_Source data_:
----

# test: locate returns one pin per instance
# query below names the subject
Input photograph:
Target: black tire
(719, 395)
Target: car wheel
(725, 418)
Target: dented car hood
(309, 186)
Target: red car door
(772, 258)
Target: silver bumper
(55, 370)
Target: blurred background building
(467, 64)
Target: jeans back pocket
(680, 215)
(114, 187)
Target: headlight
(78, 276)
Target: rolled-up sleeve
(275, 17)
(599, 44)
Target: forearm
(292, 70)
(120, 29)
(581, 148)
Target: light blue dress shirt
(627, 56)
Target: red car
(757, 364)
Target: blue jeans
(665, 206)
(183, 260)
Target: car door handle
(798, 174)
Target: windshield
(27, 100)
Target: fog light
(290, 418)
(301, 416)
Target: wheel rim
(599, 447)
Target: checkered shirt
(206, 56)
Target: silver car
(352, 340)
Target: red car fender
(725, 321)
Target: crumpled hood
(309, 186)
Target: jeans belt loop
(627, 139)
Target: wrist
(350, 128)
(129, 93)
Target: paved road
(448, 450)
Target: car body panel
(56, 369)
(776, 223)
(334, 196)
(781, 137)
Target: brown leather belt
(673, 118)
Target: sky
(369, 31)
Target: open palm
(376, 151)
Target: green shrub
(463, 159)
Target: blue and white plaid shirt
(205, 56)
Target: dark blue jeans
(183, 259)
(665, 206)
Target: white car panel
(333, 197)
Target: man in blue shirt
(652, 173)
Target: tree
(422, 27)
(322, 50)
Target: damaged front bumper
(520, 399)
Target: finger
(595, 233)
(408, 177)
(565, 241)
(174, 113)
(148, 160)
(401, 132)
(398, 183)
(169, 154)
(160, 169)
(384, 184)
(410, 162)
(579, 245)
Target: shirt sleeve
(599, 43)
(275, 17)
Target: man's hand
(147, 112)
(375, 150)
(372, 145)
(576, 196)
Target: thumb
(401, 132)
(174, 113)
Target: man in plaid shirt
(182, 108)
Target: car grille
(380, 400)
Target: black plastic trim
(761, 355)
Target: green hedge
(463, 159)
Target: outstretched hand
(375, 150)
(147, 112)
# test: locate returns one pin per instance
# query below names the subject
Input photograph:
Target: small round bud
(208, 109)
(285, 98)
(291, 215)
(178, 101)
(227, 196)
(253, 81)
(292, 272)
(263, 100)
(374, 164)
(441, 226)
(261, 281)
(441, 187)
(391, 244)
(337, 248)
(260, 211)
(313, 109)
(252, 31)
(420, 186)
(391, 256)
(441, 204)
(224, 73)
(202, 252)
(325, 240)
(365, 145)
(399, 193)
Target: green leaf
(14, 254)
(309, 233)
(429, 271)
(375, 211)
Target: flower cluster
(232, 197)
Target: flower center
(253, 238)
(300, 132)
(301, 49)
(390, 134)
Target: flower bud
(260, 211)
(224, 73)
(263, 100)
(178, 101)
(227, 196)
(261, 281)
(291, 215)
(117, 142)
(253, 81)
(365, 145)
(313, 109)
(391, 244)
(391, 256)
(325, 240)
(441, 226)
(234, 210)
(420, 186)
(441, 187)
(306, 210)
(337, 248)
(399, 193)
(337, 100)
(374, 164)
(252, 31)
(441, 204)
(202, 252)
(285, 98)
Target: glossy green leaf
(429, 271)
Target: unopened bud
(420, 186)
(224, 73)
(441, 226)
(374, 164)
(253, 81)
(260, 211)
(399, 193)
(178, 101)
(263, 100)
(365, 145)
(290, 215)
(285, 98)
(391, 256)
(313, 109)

----

_Set task_: Every line of the data above should be reproduced word for word.

_Finished task_:
# test: locate returns one pin per instance
# query below names the subject
Input photograph:
Target: black tire
(719, 395)
Target: car wheel
(725, 418)
Target: dented car hood
(309, 186)
Target: red car door
(772, 258)
Target: silver bumper
(55, 370)
Target: blurred background building
(467, 64)
Target: jeans back pocket
(680, 215)
(114, 187)
Target: headlight
(78, 276)
Target: rolled-up sleeve
(275, 17)
(599, 44)
Target: forearm
(292, 70)
(120, 29)
(581, 148)
Target: light blue dress shirt
(627, 56)
Target: red car
(757, 364)
Target: blue jeans
(665, 206)
(183, 260)
Target: car door handle
(798, 174)
Target: windshield
(27, 100)
Target: fog light
(290, 418)
(301, 416)
Target: wheel rim
(599, 447)
Target: checkered shirt
(206, 56)
Target: silver car
(352, 340)
Target: red car fender
(725, 321)
Target: crumpled hood
(309, 186)
Target: jeans belt loop
(627, 139)
Target: wrist
(350, 128)
(129, 93)
Target: paved road
(448, 450)
Target: car body panel
(56, 369)
(776, 223)
(334, 196)
(781, 137)
Target: brown leather belt
(673, 118)
Target: sky
(369, 31)
Target: open palm
(376, 151)
Target: green shrub
(463, 159)
Target: blue and white plaid shirt
(205, 56)
Target: dark blue jeans
(183, 259)
(665, 206)
Target: white car panel
(333, 197)
Target: man in blue shirt
(652, 173)
Target: tree
(422, 27)
(322, 50)
Target: damaged front bumper
(520, 399)
Target: finger
(595, 233)
(408, 177)
(565, 241)
(174, 113)
(148, 160)
(401, 132)
(398, 183)
(169, 154)
(160, 169)
(384, 184)
(410, 162)
(579, 245)
Target: shirt sleeve
(599, 43)
(275, 17)
Target: man's hand
(147, 112)
(375, 150)
(372, 145)
(576, 196)
Target: thumb
(401, 132)
(174, 113)
Target: man in plaid shirt
(182, 108)
Target: car grille
(380, 400)
Target: black plastic trim
(761, 355)
Target: green hedge
(463, 159)
Target: outstretched hand
(375, 150)
(147, 112)
# test: locate returns one pin per instance
# query below names the subject
Input photograph:
Target: small round bud
(208, 109)
(285, 98)
(291, 215)
(178, 101)
(227, 196)
(253, 81)
(292, 272)
(263, 100)
(374, 164)
(441, 226)
(261, 281)
(441, 187)
(391, 244)
(337, 248)
(260, 211)
(313, 109)
(252, 31)
(420, 186)
(391, 256)
(441, 204)
(224, 73)
(202, 252)
(325, 240)
(365, 145)
(399, 193)
Target: green leaf
(14, 254)
(309, 233)
(429, 271)
(375, 211)
Target: flower cluster
(232, 197)
Target: flower center
(253, 238)
(300, 132)
(301, 49)
(390, 134)
Target: flower bud
(260, 211)
(224, 73)
(263, 100)
(178, 101)
(227, 196)
(261, 281)
(291, 215)
(117, 142)
(253, 81)
(365, 145)
(313, 109)
(391, 244)
(391, 256)
(325, 240)
(441, 226)
(234, 210)
(420, 186)
(441, 187)
(306, 210)
(337, 248)
(399, 193)
(337, 100)
(374, 164)
(252, 31)
(441, 204)
(202, 252)
(285, 98)
Target: glossy green leaf
(429, 271)
Target: unopened bud
(420, 186)
(224, 73)
(441, 226)
(374, 164)
(253, 81)
(260, 211)
(399, 193)
(178, 101)
(263, 100)
(365, 145)
(290, 215)
(285, 98)
(391, 256)
(313, 109)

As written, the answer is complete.